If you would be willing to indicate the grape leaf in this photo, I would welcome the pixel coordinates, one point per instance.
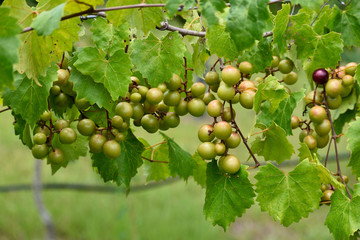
(227, 197)
(72, 151)
(288, 196)
(173, 5)
(281, 24)
(29, 99)
(46, 22)
(304, 152)
(344, 118)
(107, 37)
(200, 170)
(282, 115)
(314, 4)
(323, 50)
(353, 144)
(124, 167)
(217, 34)
(246, 21)
(273, 145)
(343, 218)
(209, 8)
(347, 23)
(9, 44)
(85, 87)
(143, 19)
(180, 162)
(272, 91)
(22, 129)
(114, 72)
(199, 58)
(163, 57)
(154, 170)
(260, 55)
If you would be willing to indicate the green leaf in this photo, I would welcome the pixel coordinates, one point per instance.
(270, 90)
(246, 21)
(113, 72)
(217, 34)
(227, 197)
(273, 145)
(353, 144)
(9, 44)
(260, 56)
(209, 8)
(288, 196)
(107, 37)
(282, 115)
(180, 162)
(199, 58)
(46, 22)
(154, 170)
(22, 129)
(200, 170)
(85, 87)
(281, 24)
(323, 50)
(124, 167)
(343, 218)
(143, 19)
(173, 5)
(313, 5)
(344, 118)
(304, 153)
(29, 99)
(72, 151)
(325, 175)
(163, 57)
(347, 22)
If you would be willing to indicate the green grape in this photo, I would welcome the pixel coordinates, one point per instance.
(40, 151)
(172, 119)
(67, 136)
(197, 89)
(247, 99)
(245, 67)
(150, 123)
(226, 92)
(56, 157)
(40, 138)
(86, 127)
(206, 150)
(212, 78)
(205, 133)
(124, 109)
(233, 141)
(181, 108)
(230, 75)
(290, 78)
(117, 121)
(112, 149)
(172, 98)
(214, 108)
(222, 130)
(196, 107)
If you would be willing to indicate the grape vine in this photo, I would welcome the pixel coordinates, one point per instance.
(79, 79)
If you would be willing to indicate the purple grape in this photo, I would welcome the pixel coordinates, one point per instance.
(320, 76)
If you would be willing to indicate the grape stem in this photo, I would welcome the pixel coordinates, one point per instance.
(150, 160)
(233, 122)
(334, 137)
(5, 109)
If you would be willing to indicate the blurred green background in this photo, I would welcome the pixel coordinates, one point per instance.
(170, 211)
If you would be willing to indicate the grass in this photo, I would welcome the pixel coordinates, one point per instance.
(172, 211)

__What you need to do__:
Write out every item above again, word for word, and leave out the pictures.

__Task solution__:
If you would be willing to indicate the grape leaf in this photo, I would welcome the pixel coordinates, one point per instance.
(227, 197)
(72, 151)
(288, 196)
(173, 5)
(281, 24)
(29, 99)
(46, 22)
(304, 152)
(344, 118)
(107, 37)
(200, 170)
(282, 115)
(314, 4)
(323, 50)
(353, 144)
(124, 167)
(217, 34)
(246, 21)
(273, 145)
(343, 218)
(209, 8)
(347, 23)
(9, 44)
(85, 87)
(143, 19)
(180, 162)
(272, 91)
(22, 129)
(114, 72)
(199, 58)
(163, 57)
(154, 170)
(260, 55)
If you would be willing to indicate the green leaf in this photo, I would welcome the pixel coordinates, one point per instance.
(270, 90)
(246, 21)
(113, 72)
(217, 34)
(227, 197)
(273, 145)
(353, 144)
(9, 44)
(260, 56)
(209, 8)
(288, 196)
(107, 37)
(282, 115)
(180, 162)
(199, 58)
(46, 22)
(154, 170)
(22, 129)
(200, 170)
(85, 87)
(281, 24)
(323, 50)
(124, 167)
(343, 218)
(143, 19)
(173, 5)
(313, 5)
(344, 118)
(304, 153)
(29, 99)
(72, 151)
(325, 175)
(163, 57)
(347, 22)
If you would be willing to indicate the green grape in this photo, I would welcome the pixel coordinates, one point per instance.
(40, 151)
(172, 119)
(67, 136)
(197, 89)
(247, 99)
(245, 67)
(150, 123)
(226, 92)
(56, 157)
(40, 138)
(86, 127)
(206, 150)
(212, 78)
(205, 133)
(124, 109)
(233, 141)
(181, 108)
(230, 75)
(290, 78)
(117, 121)
(112, 149)
(172, 98)
(214, 108)
(222, 130)
(196, 107)
If you would be willing to indicate the grape vine in this photo, I would welcome the pixel coordinates, one point per instance.
(79, 79)
If you would be willing to indicate the purple grape in this photo, I would welcome the pixel coordinates, one point per instance.
(320, 76)
If you would be willing to indicate the grape stem in this photo, I would welcome the pixel coordinates, one point per instance.
(150, 160)
(233, 122)
(334, 137)
(5, 109)
If you would be willing to indicate the blurred green background in this photo, I would welcome the pixel coordinates, one point per instance.
(170, 211)
If you would be willing to indicate the grass in this photo, I would welcome the pixel coordinates, one point per instance.
(172, 211)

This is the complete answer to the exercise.